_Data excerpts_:

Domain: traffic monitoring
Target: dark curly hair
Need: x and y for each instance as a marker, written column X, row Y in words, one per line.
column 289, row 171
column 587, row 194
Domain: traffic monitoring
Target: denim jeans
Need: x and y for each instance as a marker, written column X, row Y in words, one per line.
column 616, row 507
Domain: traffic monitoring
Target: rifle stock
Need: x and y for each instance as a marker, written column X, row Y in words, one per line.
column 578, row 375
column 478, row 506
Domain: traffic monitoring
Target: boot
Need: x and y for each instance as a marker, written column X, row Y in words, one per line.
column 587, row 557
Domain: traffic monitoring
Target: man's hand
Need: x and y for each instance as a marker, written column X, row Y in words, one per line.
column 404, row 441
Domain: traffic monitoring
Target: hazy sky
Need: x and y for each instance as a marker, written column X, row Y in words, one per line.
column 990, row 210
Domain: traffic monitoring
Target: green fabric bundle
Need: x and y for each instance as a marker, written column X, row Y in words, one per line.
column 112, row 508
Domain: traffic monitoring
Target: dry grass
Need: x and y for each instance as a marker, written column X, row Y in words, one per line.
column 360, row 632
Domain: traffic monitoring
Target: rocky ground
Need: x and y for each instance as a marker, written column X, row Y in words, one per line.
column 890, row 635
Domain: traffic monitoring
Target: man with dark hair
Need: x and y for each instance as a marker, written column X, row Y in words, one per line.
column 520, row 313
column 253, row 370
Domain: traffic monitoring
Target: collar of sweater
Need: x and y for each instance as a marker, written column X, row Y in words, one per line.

_Exercise details_: Look above for lines with the word "hair" and copy them all.

_Response_:
Target: dark curly hair
Target: man with dark hair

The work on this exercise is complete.